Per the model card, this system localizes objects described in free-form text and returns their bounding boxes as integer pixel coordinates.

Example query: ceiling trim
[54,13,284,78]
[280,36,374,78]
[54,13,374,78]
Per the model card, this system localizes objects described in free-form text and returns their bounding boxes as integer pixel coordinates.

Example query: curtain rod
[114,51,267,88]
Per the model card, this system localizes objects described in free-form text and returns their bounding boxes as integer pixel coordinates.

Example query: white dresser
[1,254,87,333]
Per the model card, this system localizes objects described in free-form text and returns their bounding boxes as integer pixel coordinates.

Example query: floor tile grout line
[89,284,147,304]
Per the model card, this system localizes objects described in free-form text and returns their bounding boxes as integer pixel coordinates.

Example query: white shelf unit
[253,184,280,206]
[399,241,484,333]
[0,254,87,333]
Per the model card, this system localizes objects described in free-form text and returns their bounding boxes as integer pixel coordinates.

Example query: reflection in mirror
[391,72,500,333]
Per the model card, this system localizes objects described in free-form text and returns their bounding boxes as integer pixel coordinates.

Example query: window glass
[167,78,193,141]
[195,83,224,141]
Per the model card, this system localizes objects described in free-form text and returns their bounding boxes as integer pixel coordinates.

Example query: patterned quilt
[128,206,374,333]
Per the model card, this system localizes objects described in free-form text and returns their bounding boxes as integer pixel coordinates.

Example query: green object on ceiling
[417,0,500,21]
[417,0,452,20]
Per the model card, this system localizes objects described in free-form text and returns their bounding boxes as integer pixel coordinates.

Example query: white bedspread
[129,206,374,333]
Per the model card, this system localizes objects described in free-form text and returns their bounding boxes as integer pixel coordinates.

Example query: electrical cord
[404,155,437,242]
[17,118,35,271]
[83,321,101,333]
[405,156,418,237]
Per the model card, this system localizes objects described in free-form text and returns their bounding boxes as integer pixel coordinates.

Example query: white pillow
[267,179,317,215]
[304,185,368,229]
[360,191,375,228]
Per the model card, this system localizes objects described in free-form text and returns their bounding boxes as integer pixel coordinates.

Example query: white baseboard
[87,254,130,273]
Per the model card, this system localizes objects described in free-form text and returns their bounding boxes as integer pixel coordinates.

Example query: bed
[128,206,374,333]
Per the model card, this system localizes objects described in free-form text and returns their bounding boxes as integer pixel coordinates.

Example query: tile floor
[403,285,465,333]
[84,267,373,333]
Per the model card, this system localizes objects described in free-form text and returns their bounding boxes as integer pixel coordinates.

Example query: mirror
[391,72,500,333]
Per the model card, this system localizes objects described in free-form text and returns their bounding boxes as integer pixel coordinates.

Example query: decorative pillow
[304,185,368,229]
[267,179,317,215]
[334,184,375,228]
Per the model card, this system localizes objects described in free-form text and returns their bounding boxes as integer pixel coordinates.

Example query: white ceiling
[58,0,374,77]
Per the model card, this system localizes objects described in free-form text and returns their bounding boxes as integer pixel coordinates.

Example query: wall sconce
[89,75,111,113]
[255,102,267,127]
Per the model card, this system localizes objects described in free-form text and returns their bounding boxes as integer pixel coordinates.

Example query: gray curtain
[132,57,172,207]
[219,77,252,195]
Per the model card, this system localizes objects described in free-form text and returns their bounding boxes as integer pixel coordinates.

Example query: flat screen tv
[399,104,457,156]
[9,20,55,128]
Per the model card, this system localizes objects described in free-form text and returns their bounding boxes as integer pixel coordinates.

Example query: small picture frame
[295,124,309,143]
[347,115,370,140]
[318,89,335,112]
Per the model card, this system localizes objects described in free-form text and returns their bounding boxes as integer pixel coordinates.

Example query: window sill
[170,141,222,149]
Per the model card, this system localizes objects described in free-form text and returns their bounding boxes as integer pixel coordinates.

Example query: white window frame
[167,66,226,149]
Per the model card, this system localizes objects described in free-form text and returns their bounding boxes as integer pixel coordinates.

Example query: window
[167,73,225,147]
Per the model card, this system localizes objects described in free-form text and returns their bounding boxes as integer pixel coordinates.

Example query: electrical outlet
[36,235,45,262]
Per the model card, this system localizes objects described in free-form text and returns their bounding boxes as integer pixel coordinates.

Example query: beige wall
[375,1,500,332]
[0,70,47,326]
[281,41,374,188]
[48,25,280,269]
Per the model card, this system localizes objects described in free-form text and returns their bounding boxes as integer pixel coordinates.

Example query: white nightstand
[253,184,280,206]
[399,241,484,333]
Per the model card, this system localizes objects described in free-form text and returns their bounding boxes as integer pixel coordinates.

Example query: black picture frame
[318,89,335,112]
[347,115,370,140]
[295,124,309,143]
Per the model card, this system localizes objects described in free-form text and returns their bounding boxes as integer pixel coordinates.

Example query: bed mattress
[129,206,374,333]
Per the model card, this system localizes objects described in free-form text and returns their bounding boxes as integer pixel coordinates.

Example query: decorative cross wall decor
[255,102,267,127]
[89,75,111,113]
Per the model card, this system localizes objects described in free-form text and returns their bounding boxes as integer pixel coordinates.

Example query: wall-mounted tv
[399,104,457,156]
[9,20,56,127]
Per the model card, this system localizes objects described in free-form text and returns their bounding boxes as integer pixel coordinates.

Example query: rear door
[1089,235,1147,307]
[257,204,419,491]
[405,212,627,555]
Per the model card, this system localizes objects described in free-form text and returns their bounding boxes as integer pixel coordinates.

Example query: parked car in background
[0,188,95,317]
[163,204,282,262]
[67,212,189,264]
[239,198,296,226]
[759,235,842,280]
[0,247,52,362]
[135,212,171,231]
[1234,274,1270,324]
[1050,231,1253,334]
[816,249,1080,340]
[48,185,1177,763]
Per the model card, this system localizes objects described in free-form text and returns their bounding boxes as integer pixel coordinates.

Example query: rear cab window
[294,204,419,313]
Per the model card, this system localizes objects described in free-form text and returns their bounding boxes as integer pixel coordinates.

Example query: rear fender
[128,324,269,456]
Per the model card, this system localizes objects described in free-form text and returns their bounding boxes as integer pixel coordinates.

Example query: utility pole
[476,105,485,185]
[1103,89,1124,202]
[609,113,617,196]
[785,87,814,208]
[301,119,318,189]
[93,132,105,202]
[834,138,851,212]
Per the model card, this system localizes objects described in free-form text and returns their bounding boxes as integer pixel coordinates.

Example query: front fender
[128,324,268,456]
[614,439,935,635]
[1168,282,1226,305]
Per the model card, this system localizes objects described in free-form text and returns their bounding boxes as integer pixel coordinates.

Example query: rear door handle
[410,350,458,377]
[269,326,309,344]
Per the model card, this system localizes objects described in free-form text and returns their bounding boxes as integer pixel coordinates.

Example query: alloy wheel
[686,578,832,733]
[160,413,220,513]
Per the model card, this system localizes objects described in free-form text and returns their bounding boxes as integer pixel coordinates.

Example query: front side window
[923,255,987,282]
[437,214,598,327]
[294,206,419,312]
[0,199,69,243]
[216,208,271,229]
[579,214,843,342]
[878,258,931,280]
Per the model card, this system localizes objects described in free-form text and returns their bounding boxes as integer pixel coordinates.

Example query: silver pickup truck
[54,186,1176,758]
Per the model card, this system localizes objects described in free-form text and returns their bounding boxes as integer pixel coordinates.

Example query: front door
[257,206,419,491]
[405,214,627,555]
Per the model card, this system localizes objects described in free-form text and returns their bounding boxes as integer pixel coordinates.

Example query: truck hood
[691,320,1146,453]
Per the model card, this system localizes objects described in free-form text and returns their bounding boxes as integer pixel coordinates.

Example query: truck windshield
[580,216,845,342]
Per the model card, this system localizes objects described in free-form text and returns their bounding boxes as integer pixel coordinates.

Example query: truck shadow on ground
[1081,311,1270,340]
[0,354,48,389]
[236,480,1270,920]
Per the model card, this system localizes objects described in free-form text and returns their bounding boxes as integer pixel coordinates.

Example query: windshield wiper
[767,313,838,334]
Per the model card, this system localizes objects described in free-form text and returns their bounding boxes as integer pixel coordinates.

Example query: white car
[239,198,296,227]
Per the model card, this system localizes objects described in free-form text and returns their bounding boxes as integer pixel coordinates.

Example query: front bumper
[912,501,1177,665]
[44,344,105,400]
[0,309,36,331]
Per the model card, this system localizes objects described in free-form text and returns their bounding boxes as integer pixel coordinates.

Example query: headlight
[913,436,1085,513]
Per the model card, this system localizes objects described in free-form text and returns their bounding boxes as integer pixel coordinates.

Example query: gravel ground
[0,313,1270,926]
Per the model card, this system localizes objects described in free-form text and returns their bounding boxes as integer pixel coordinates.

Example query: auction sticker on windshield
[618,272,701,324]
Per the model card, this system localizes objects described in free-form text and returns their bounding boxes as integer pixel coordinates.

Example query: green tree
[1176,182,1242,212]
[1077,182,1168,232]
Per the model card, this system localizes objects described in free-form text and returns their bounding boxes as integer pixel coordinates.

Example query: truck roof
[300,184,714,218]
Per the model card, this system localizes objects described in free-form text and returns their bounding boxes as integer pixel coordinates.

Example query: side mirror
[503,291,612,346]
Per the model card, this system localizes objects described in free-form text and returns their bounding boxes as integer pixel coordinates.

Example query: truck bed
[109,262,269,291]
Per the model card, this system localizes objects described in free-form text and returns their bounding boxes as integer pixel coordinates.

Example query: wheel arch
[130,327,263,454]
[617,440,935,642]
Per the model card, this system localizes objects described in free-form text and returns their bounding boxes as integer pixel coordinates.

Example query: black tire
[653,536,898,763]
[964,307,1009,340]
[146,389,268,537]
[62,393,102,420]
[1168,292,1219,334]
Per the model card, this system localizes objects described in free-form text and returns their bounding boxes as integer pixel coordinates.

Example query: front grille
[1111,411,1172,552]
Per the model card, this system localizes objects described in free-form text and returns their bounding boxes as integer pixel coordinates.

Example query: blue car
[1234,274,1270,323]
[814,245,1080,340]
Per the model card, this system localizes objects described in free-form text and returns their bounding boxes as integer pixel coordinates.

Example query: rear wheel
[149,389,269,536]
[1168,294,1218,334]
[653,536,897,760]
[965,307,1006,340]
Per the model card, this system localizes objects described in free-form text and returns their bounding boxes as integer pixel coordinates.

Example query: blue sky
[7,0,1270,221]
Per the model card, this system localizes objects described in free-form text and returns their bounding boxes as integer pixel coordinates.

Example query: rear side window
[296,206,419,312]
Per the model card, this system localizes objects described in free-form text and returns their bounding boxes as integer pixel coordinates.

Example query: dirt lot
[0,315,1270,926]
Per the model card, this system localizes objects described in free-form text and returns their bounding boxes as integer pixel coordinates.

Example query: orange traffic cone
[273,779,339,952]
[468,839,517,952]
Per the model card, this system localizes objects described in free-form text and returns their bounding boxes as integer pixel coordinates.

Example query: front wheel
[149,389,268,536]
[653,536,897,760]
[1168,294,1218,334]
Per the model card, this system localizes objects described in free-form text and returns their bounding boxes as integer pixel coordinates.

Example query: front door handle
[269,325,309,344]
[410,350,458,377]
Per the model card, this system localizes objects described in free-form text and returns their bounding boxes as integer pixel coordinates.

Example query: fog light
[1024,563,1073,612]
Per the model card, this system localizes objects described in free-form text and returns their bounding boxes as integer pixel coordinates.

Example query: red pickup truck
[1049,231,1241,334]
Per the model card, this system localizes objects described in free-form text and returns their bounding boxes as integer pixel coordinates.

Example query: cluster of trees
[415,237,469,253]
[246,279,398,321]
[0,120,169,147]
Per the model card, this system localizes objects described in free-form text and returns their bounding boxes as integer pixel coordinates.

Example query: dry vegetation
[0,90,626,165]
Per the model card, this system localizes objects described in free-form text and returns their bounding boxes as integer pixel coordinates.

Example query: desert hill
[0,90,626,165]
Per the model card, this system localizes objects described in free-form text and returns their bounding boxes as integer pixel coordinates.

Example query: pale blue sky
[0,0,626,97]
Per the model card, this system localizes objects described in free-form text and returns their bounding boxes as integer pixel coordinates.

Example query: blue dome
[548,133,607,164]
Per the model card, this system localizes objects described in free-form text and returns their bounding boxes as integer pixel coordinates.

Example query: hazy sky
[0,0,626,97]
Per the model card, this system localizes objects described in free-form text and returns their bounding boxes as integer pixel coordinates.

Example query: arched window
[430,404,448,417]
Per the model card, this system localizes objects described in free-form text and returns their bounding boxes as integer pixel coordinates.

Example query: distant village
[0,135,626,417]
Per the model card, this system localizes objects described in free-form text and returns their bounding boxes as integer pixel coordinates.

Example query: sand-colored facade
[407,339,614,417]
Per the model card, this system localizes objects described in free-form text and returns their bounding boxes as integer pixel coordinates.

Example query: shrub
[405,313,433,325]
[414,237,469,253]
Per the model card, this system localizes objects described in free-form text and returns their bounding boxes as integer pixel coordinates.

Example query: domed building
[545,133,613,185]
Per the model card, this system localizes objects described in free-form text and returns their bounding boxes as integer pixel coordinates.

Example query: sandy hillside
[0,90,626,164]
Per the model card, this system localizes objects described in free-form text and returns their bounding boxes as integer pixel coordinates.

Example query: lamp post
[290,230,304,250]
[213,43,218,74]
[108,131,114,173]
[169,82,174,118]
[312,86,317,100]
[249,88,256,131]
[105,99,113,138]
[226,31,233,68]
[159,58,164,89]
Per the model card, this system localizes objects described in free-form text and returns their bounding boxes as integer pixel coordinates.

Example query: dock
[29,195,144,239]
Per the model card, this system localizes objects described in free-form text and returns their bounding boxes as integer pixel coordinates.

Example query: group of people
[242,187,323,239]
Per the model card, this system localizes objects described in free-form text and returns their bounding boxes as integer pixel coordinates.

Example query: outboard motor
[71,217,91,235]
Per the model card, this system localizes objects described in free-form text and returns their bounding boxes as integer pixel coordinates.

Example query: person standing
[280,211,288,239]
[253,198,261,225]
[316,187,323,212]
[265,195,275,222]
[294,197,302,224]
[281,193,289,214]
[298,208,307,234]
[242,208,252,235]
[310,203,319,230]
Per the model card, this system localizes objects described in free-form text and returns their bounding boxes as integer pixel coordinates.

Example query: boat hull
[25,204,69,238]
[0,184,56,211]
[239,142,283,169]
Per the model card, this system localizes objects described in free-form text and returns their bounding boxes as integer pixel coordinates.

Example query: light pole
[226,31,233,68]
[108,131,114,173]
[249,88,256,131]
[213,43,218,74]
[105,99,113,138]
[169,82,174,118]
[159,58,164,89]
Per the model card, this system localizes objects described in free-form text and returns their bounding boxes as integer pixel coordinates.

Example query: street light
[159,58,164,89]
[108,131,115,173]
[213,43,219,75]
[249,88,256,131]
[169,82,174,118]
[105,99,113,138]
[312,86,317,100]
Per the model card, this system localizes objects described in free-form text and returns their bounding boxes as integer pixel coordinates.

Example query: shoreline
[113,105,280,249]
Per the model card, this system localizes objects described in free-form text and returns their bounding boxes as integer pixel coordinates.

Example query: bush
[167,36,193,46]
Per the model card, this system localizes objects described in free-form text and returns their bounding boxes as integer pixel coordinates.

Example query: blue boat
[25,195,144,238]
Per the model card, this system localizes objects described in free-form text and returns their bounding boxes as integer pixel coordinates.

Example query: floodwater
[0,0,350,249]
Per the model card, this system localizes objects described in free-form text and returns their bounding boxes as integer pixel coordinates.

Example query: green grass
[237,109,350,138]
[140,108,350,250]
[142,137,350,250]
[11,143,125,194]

> **What the exercise asks**
Switch "ceiling trim" to "crown molding" in the stretch from the start of the lines above through the line containing "[54,13,374,78]". Give back only those lines, with nothing else changed.

> **Answer in full**
Per the model card, this system localizes objects described in free-form text and returns their bounding boxes as integer pixel coordinates.

Example query: crown molding
[54,13,284,78]
[280,36,374,78]
[54,13,374,78]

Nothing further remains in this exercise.